PAGE EXCERPT:
====
Training set: 213 samples (2019-02-15 to 2024-02-02)
Test set: 54 samples (2024-02-09 to 2025-04-25)

Training target range: $580.00 to $7797.00
Test target range: $1200.00 to $5051.00


## Step 4: Feature Scaling

In [5]:
# Check for non-numeric columns before scaling
print("Checking data types in features...")
print(X_train.dtypes.value_counts())
print("\nNon-numeric columns:")
non_numeric_cols = X_train.select_dtypes(exclude=[np.number]).columns.tolist()
print(non_numeric_cols)

# Remove non-numeric columns from features
if len(non_numeric_cols) > 0:
    print(f"\nRemoving {len(non_numeric_cols)} non-numeric columns: {non_numeric_cols}")
    X_train = X_train.select_dtypes(include=[np.number])
    X_test = X_test.select_dtypes(include=[np.number])
    feature_cols = X_train.columns.tolist()
    print(f"\nRemaining features: {len(feature_cols)}")

# Standardize features
scaler = StandardScaler()
X_train_scaled = scaler.fit_transform(X_train)
X_test_scaled = scaler.transform(X_test)

# Convert back to DataFrames
X_train_scaled = pd.DataFrame(X_train_scaled, columns=X_train.columns, index=X_train.index)
====
(Data listing)
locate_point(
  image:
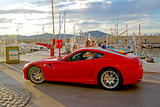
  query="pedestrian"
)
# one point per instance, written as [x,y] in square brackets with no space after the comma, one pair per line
[104,45]
[67,47]
[74,48]
[87,44]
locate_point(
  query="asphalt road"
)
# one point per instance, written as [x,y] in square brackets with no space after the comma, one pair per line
[144,94]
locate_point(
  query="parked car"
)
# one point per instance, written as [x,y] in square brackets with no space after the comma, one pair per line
[106,68]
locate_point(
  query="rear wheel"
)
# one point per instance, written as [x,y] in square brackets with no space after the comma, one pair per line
[35,74]
[110,79]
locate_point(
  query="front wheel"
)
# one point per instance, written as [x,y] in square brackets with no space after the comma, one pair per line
[110,79]
[36,75]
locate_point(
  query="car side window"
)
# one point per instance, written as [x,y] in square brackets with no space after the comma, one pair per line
[86,55]
[75,57]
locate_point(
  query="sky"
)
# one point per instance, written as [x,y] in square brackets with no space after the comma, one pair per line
[28,17]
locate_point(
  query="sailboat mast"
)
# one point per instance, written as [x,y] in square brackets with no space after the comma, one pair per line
[53,41]
[53,20]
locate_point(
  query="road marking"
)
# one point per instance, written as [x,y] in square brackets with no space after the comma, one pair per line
[39,98]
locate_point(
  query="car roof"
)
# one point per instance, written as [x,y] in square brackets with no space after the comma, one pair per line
[101,50]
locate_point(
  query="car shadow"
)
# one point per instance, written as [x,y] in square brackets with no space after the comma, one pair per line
[86,86]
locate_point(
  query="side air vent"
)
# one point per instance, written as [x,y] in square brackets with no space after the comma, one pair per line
[50,65]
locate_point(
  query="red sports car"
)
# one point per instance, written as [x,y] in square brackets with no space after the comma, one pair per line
[106,68]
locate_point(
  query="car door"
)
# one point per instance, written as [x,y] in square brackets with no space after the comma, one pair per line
[75,68]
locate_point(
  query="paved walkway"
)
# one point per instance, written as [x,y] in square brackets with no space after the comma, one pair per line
[13,96]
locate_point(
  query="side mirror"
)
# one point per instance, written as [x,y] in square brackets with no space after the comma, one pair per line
[64,59]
====
PROMPT 1:
In the feature-scaling notebook excerpt, how many samples are in the test set, and what date range do they cover?
PROMPT 2:
Write the next lines of the feature-scaling notebook code, picking up after its final statement.

EXERCISE RESPONSE 1:
The test set has 54 samples, from 2024-02-09 to 2025-04-25.

EXERCISE RESPONSE 2:
X_test_scaled = pd.DataFrame(X_test_scaled, columns=X_test.columns, index=X_test.index)

print("\nFeatures scaled successfully!")
print(f"Scaled feature shape: {X_train_scaled.shape}")

Checking data types in features...
float64    176
int64       19
object       2
Name: count, dtype: int64

Non-numeric columns:
['trade_region', 'trade_ISO3']

Removing 2 non-numeric columns: ['trade_region', 'trade_ISO3']

Remaining features: 195

Features scaled successfully!
Scaled feature shape: (213, 195)


## Step 5: Define Evaluation Metrics

In [6]:
def evaluate_model(y_true, y_pred, model_name):
    """
    Calculate and display model performance metrics.
    """
    rmse = np.sqrt(mean_squared_error(y_true, y_pred))
    mae = mean_absolute_error(y_true, y_pred)
    mape = np.mean(np.abs((y_true - y_pred) / y_true)) * 100
    r2 = r2_score(y_true, y_pred)
    
    metrics = {
        'Model': model_name,
        'RMSE': rmse,
        'MAE': mae,
        'MAPE': mape,
        'R²': r2
    }
    
    print(f"\n{'='*60}")
    print(f"{model_name} Performance")
    print(f"{'='*60}")
    print(f"RMSE: ${rmse:.2f}")
    print(f"MAE:  ${mae:.2f}")
    print(f"MAPE: {mape:.2f}%")
    print(f"R²:   {r2:.4f}")
    print(f"{'='*60}")
    
    return metrics

# Store all model results
results = []

print("Evaluation functions defined!")

Evaluation functions defined!


## Step 6: Baseline Models

In [7]:
# ====================================================================
# BASELINE MODELS - Using Lagged Price Features (No Data Leakage!)
# ====================================================================

# Check what lagged price features are available
print("Available lagged price columns:")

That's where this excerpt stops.